[[ Records for this task, beginning ]]

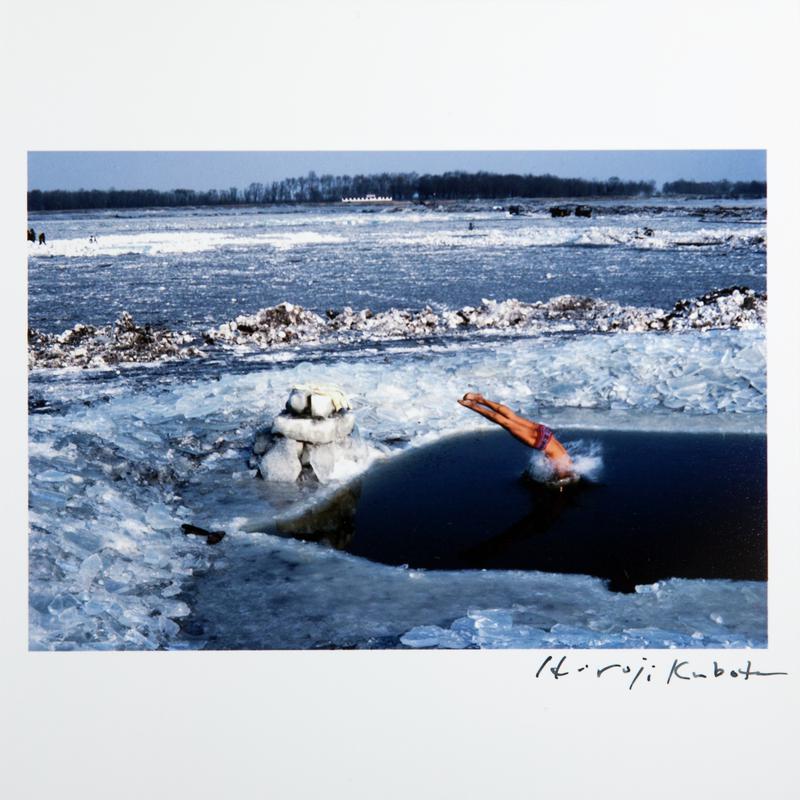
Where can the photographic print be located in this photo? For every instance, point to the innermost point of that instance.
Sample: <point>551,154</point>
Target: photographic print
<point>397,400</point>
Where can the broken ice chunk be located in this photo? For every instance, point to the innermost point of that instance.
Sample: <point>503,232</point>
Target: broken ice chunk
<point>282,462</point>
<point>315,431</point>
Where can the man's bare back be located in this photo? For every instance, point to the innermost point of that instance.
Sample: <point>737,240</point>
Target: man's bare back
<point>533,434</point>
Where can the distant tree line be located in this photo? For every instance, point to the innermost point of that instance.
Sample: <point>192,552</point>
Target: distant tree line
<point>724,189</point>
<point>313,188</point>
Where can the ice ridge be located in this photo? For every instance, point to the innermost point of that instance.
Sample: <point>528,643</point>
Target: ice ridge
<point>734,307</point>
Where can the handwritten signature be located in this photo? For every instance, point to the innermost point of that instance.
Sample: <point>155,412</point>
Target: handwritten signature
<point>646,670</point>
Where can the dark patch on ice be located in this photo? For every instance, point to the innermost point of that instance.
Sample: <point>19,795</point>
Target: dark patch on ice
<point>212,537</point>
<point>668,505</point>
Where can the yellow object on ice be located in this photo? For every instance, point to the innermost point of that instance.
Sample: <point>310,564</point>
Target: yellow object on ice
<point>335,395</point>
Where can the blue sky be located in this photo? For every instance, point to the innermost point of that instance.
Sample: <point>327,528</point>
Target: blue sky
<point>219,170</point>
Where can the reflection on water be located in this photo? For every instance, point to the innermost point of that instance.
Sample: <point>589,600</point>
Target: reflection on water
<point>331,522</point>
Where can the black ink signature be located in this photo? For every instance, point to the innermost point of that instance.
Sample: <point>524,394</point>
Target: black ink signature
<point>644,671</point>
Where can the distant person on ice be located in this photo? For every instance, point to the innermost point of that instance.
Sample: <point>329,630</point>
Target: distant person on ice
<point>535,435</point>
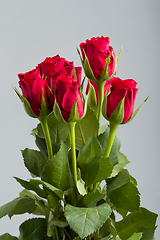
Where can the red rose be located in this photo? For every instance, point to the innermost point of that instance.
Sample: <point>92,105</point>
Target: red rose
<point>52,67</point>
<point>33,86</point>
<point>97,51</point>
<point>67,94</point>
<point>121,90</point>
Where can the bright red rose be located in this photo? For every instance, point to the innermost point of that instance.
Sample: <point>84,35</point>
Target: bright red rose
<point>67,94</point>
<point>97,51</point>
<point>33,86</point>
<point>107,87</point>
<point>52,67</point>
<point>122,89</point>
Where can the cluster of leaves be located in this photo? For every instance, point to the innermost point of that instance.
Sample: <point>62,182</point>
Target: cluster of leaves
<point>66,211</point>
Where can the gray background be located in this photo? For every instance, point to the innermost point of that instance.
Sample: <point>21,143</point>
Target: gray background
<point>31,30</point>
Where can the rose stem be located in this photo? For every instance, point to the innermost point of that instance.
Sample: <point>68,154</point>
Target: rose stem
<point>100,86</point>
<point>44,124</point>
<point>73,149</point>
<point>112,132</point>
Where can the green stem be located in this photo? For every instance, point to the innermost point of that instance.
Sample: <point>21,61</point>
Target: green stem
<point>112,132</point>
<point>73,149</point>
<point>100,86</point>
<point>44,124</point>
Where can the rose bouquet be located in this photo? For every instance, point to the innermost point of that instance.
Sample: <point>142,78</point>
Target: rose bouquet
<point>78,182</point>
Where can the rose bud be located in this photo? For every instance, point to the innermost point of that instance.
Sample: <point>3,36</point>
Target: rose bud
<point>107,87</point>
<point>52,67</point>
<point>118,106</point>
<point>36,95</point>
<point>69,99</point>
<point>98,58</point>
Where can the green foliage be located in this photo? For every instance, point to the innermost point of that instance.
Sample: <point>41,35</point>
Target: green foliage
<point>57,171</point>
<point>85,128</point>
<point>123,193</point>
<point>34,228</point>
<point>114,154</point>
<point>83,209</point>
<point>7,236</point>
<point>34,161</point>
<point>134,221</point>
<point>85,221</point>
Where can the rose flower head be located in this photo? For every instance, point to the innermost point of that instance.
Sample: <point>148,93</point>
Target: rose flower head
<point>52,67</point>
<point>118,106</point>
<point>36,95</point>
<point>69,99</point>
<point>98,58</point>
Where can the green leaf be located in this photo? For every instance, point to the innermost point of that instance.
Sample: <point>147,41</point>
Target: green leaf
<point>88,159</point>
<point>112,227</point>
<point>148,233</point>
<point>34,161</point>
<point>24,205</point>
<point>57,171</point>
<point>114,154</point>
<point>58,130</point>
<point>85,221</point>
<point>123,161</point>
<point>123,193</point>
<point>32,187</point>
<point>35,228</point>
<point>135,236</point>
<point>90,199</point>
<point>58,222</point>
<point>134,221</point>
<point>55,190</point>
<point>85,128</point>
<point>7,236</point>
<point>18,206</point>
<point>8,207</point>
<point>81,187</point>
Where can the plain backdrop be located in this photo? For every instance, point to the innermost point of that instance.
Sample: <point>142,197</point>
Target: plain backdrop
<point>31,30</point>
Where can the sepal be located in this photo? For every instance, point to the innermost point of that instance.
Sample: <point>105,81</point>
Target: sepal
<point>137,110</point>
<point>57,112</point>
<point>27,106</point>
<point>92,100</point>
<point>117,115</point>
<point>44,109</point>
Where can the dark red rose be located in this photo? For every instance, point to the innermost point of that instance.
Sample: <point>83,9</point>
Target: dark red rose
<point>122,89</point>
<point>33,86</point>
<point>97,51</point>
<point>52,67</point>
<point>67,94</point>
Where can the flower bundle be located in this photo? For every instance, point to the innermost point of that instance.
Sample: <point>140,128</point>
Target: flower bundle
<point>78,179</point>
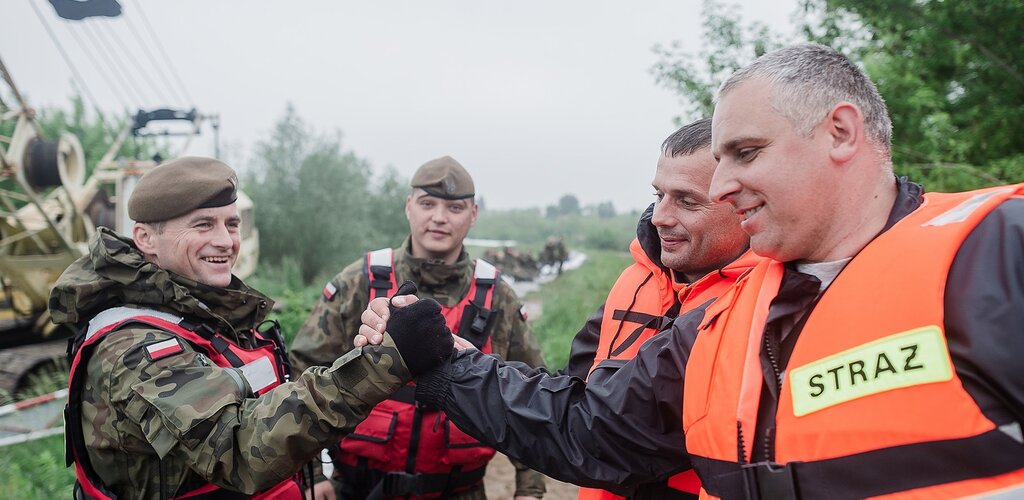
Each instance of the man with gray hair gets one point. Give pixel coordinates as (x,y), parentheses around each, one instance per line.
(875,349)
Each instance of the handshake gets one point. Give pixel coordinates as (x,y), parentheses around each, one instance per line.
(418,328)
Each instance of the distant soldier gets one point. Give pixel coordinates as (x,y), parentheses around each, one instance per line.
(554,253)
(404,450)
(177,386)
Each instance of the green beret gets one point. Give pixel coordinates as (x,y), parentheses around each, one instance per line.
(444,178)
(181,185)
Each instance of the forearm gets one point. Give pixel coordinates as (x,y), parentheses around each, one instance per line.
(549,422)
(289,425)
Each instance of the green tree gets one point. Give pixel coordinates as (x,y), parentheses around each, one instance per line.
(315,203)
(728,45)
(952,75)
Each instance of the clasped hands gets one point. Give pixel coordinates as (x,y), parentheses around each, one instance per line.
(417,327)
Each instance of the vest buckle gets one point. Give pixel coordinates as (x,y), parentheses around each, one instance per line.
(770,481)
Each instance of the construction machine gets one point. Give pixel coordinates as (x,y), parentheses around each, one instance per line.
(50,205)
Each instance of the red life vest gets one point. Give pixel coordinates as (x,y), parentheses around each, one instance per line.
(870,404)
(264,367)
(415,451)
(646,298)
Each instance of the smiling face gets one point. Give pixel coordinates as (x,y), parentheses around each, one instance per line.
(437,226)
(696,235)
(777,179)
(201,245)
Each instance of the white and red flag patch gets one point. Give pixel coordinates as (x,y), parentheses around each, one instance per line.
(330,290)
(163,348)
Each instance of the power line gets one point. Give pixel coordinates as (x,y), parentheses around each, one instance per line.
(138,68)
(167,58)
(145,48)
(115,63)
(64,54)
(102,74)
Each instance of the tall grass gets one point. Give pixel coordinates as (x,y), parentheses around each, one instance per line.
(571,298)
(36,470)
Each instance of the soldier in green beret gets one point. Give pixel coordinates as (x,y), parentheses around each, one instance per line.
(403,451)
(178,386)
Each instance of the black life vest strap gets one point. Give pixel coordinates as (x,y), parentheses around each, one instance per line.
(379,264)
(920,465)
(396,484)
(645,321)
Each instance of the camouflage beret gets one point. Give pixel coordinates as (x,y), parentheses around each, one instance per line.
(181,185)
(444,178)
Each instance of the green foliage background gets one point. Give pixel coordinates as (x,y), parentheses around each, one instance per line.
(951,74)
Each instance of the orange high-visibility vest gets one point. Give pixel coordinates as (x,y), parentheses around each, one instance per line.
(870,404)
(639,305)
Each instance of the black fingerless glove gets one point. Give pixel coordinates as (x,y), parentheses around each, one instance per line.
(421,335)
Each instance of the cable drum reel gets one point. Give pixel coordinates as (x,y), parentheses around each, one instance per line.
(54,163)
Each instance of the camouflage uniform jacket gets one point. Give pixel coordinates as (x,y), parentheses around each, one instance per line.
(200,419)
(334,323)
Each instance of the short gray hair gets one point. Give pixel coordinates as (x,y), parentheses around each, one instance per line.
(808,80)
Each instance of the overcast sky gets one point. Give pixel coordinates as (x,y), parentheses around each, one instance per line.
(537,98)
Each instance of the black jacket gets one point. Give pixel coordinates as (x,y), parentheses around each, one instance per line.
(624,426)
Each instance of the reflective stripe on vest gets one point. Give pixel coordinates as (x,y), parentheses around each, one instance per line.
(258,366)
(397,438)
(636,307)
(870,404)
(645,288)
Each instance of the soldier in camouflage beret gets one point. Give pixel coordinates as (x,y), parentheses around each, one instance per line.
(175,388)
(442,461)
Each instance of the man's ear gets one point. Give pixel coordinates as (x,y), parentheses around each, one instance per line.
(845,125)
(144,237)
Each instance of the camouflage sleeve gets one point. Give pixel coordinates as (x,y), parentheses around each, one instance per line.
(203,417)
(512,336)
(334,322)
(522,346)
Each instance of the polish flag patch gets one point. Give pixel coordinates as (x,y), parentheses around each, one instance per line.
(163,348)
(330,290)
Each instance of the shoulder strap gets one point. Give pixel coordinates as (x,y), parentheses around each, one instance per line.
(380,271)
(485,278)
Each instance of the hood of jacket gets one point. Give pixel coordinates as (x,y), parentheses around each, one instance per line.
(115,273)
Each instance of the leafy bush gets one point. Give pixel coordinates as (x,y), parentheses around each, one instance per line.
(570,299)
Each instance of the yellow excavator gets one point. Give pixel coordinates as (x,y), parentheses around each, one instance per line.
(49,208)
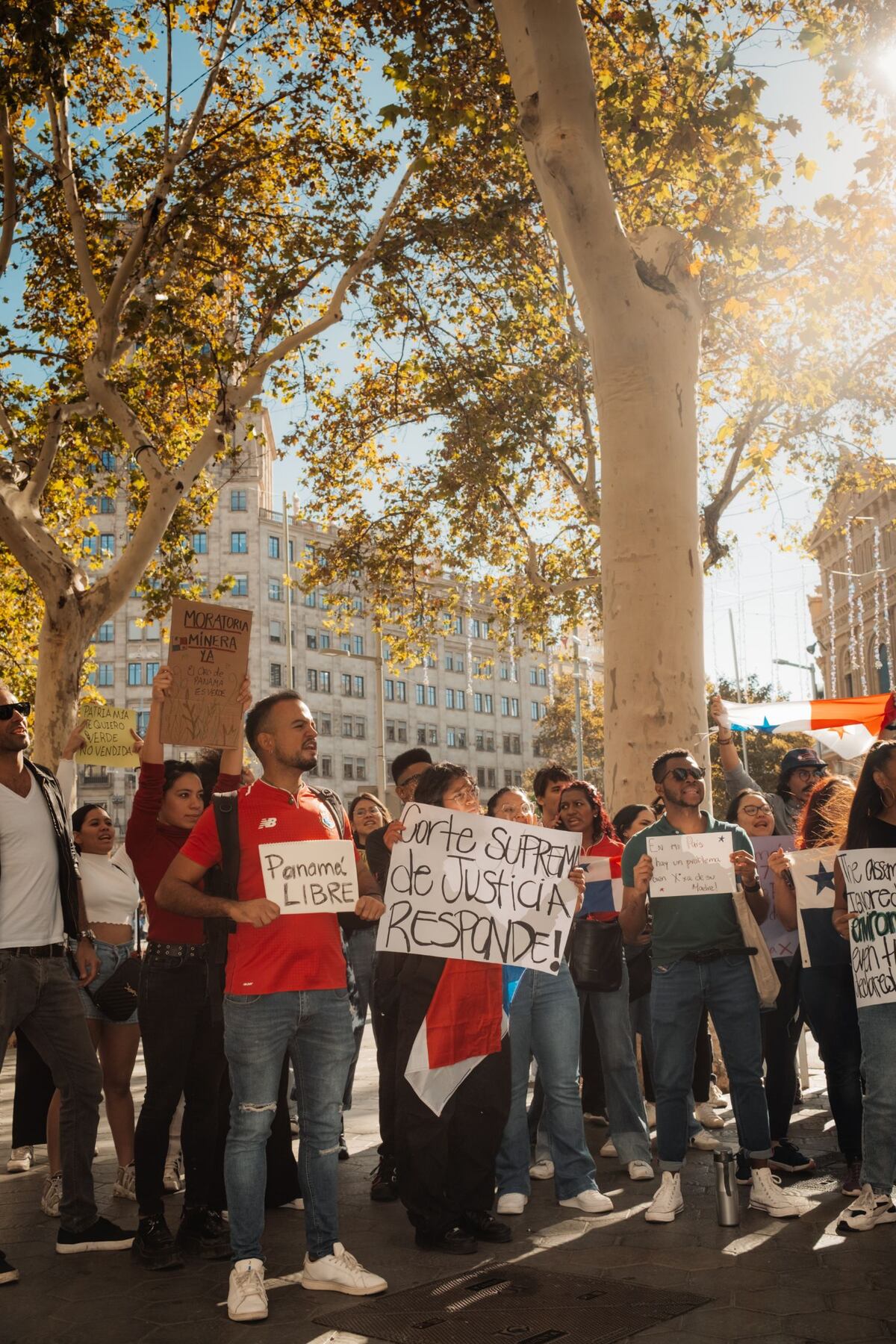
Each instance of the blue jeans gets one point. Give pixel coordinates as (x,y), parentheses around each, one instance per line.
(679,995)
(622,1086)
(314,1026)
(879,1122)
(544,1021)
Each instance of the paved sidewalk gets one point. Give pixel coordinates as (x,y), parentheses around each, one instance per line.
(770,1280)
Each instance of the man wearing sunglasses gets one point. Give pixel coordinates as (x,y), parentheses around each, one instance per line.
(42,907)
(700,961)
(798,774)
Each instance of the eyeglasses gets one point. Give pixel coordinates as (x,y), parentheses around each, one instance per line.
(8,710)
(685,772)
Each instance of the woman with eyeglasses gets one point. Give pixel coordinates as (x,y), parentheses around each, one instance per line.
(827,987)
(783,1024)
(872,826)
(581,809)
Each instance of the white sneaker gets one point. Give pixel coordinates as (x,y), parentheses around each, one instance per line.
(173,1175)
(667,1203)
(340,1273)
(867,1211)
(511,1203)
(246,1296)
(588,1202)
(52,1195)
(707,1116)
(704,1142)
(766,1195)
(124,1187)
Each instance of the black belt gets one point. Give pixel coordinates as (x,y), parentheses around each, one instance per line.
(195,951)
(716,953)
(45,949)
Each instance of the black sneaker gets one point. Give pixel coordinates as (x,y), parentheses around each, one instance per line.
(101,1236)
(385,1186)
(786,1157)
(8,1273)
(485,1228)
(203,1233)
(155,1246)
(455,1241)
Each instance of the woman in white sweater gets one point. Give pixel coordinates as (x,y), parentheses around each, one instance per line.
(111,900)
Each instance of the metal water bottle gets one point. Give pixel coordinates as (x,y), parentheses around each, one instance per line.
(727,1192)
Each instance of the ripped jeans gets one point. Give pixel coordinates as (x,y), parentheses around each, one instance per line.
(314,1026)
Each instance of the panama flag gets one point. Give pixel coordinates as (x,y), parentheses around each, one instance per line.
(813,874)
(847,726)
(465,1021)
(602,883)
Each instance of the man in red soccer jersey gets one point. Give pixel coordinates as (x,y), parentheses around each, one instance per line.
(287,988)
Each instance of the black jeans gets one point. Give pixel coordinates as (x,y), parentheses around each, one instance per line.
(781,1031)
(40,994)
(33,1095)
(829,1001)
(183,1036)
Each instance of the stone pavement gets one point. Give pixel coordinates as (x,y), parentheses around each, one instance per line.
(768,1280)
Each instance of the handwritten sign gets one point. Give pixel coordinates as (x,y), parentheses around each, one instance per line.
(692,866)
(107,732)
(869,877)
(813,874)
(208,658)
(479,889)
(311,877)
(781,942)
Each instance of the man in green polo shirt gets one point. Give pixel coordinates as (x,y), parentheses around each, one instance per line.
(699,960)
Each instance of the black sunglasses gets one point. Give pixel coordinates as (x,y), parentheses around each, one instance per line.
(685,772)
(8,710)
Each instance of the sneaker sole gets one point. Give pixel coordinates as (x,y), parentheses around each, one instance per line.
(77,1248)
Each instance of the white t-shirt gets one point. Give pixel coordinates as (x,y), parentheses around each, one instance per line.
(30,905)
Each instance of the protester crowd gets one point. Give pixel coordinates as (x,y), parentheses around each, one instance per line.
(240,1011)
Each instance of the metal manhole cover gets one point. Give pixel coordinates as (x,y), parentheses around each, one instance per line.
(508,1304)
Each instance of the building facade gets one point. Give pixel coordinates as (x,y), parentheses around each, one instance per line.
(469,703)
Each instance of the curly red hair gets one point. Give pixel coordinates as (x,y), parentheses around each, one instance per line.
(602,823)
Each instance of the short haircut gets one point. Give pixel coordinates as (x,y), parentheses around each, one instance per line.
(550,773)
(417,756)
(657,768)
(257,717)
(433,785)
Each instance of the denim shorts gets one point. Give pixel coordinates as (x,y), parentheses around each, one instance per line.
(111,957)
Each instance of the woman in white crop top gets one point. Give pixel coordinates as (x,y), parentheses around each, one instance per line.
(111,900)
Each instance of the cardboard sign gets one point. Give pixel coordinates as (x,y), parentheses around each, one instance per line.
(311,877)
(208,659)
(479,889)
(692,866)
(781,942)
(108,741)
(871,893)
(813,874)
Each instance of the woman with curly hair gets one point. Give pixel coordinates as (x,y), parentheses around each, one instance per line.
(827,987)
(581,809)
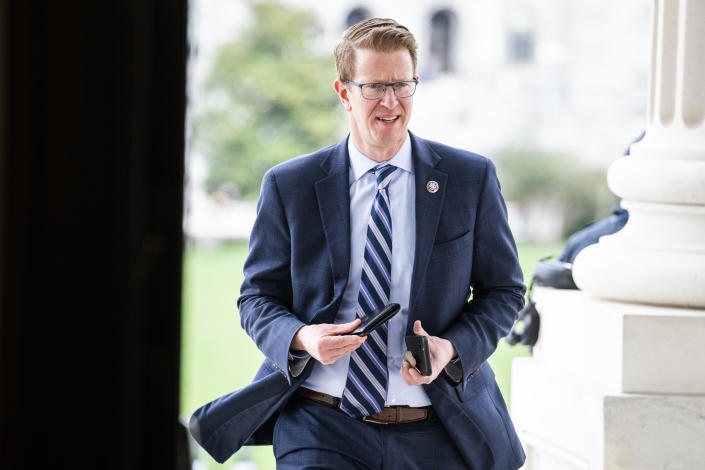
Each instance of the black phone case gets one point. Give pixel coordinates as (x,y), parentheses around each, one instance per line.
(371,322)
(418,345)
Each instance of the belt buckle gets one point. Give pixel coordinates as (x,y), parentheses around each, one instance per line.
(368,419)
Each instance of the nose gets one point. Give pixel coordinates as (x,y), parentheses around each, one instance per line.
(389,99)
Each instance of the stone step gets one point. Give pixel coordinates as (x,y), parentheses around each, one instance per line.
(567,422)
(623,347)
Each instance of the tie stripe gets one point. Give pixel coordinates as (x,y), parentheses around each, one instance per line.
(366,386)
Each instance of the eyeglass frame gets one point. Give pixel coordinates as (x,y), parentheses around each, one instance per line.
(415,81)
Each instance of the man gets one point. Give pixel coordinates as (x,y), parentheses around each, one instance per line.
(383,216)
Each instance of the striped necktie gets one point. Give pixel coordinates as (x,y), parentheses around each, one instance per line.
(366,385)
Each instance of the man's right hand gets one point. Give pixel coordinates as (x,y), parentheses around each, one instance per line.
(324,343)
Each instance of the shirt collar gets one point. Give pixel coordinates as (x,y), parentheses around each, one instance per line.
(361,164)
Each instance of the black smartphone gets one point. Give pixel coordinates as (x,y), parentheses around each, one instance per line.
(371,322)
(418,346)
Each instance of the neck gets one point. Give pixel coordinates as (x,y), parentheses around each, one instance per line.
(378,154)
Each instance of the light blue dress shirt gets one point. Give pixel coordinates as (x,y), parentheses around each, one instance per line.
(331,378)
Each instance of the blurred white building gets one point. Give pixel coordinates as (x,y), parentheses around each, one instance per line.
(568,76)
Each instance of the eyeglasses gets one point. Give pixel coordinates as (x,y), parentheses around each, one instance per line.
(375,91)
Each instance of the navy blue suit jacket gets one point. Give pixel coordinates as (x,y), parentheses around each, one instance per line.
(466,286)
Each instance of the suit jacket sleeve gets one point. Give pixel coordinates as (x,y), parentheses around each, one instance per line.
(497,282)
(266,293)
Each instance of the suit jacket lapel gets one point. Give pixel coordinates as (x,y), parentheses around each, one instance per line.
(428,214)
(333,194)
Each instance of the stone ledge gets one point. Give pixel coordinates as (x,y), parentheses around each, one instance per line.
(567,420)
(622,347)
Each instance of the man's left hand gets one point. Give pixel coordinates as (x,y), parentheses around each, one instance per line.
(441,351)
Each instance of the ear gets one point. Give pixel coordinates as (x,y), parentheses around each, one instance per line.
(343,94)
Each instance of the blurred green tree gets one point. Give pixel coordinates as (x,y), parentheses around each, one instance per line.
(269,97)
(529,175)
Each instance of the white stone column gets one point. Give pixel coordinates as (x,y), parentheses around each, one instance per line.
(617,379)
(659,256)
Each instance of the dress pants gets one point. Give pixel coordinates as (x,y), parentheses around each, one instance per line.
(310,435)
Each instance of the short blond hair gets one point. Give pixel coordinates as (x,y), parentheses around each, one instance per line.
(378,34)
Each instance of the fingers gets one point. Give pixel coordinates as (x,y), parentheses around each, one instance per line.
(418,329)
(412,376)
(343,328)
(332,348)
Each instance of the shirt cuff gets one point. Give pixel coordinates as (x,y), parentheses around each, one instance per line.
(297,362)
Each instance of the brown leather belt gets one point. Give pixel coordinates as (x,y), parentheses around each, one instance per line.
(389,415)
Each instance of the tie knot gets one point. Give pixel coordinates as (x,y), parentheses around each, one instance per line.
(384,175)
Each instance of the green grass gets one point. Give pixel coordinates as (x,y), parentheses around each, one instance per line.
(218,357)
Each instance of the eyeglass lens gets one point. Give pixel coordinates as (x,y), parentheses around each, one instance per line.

[[ Records for this task, end ]]

Nothing should appear in the answer except the lines from the first line of the data through the line holding "Sample: <point>528,643</point>", exactly as written, with pictures left out.

• **Task solution**:
Where can the photographic print be located in this photo? For every instance, point to the innermost point of that instance.
Sample: <point>551,154</point>
Target: photographic print
<point>397,400</point>
Where can the broken ice chunk be located in this photo? For every instance, point to the innermost point of that instance.
Sample: <point>503,232</point>
Target: broken ice chunk
<point>282,462</point>
<point>315,431</point>
Where can the man's bare back be located in this photo? For every instance, point to the innermost point of that instance.
Sample: <point>737,240</point>
Target: man's bare back
<point>533,434</point>
Where can the distant tree line be located in this photo? For every instance, point to the innermost point of that instance.
Sample: <point>192,552</point>
Target: distant tree line
<point>724,189</point>
<point>313,188</point>
Where can the ice ridge be located in this photo? For every instance, point to the innermost point of that instance.
Sample: <point>528,643</point>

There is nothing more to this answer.